In the rows below, revise the lines from the one containing "In the photo above, where can the sky" through the last row: swap "tree foliage" for "leafy canopy" and leave everything else unchanged. Output only those lines.

---*---

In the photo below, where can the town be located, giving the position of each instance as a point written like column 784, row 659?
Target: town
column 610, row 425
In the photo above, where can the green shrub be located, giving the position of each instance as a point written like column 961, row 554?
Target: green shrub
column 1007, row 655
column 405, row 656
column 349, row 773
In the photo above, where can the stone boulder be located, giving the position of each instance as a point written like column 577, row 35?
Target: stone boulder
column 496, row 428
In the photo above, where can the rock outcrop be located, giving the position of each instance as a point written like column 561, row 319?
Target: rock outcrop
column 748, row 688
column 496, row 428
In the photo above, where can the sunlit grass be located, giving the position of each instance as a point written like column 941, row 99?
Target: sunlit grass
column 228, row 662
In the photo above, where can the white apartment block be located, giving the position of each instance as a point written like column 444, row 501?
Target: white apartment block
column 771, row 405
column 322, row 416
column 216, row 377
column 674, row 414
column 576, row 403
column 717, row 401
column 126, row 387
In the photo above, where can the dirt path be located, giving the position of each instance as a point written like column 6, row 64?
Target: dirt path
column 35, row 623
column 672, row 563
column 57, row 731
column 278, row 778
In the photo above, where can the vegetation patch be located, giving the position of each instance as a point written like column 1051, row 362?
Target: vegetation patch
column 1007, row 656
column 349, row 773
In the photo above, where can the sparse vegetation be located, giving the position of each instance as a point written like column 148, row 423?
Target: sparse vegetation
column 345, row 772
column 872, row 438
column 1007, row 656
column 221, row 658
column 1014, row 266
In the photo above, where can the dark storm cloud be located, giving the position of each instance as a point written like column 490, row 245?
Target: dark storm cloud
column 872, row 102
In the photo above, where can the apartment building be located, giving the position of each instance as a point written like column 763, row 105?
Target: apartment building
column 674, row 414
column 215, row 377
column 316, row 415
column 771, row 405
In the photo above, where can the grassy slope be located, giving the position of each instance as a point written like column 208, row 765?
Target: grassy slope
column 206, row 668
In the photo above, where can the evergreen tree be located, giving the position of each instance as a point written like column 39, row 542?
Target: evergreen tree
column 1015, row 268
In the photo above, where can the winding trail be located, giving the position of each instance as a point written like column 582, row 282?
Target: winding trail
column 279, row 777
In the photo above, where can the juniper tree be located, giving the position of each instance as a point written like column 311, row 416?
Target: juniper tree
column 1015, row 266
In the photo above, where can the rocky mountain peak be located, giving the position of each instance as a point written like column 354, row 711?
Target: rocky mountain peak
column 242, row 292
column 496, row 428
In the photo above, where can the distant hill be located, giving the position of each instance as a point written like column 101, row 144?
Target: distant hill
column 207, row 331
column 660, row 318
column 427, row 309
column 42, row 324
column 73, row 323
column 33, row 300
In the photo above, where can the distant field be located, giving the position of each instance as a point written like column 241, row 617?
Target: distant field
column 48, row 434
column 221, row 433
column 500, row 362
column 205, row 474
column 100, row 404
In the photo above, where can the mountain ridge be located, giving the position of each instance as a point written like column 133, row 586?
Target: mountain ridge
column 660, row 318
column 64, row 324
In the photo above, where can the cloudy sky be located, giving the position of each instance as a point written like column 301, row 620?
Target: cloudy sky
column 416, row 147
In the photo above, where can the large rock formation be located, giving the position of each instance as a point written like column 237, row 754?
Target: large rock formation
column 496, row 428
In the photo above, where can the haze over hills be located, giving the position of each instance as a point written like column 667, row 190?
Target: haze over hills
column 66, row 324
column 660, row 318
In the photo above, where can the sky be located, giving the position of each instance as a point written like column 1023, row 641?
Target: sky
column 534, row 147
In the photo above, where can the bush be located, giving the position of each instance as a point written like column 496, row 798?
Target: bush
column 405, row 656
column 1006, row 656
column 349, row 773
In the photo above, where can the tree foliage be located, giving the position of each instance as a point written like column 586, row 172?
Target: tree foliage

---*---

▶ Solution for this task:
In the photo above, where can the sky be located, giving the position of each instance as a point written like column 1023, row 641?
Target: sky
column 534, row 147
In the photo above, where can the bush be located, giving the position of each instance as a point written like column 496, row 798?
Target: bush
column 405, row 656
column 1006, row 656
column 349, row 773
In the photo above, where can the leafy canopy be located, giving the position of each instance as a point written like column 586, row 172?
Target: leafy canopy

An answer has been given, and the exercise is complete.